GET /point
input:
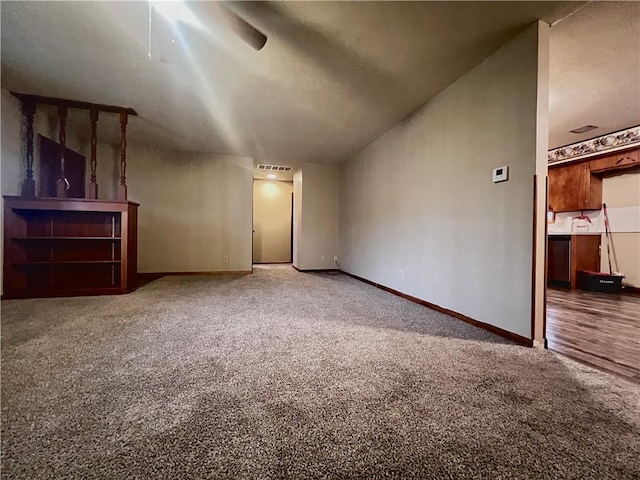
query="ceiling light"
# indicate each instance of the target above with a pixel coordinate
(586, 128)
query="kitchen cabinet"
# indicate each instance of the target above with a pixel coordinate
(573, 188)
(616, 161)
(570, 254)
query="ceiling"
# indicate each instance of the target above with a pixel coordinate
(332, 77)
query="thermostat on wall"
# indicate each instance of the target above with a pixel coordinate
(500, 174)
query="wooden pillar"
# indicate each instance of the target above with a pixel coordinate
(29, 184)
(93, 186)
(122, 190)
(62, 185)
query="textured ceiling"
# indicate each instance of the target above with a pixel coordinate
(332, 77)
(594, 71)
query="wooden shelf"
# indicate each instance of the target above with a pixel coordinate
(70, 262)
(67, 247)
(21, 239)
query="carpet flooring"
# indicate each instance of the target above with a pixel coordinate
(282, 374)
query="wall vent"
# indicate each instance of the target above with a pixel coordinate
(274, 168)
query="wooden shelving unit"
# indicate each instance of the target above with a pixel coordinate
(67, 247)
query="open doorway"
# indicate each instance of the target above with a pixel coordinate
(272, 221)
(593, 312)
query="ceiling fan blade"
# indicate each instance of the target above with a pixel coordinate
(225, 16)
(244, 29)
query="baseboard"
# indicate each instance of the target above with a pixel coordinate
(514, 337)
(316, 270)
(156, 275)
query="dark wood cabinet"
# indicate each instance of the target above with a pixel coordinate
(570, 254)
(63, 247)
(573, 188)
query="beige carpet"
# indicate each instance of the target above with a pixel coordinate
(282, 374)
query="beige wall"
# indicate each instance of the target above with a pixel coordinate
(419, 212)
(195, 210)
(623, 191)
(316, 193)
(272, 221)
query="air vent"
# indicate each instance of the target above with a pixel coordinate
(586, 128)
(274, 168)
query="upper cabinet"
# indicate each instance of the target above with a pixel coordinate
(578, 186)
(617, 161)
(573, 187)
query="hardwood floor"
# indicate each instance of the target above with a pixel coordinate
(600, 329)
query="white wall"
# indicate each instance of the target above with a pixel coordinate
(195, 209)
(316, 197)
(297, 216)
(419, 212)
(11, 167)
(272, 221)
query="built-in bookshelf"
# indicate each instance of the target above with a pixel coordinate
(67, 247)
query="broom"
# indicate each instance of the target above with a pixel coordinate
(607, 231)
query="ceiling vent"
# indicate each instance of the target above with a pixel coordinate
(273, 168)
(586, 128)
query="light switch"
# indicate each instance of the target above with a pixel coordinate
(500, 174)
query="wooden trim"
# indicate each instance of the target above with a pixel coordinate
(546, 261)
(534, 256)
(37, 99)
(316, 270)
(156, 275)
(514, 337)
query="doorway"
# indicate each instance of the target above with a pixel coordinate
(272, 221)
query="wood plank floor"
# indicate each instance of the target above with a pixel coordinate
(600, 329)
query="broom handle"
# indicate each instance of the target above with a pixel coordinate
(607, 238)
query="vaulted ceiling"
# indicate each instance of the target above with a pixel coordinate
(332, 77)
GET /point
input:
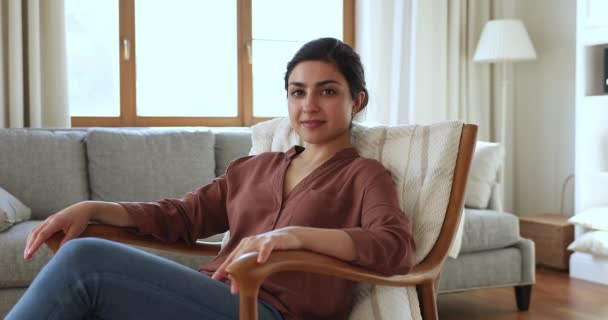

------------------------------------

→ **What you will do**: State the number of lines in the records that contain the string "wooden". Nothing else is needed.

→ **Result**: 4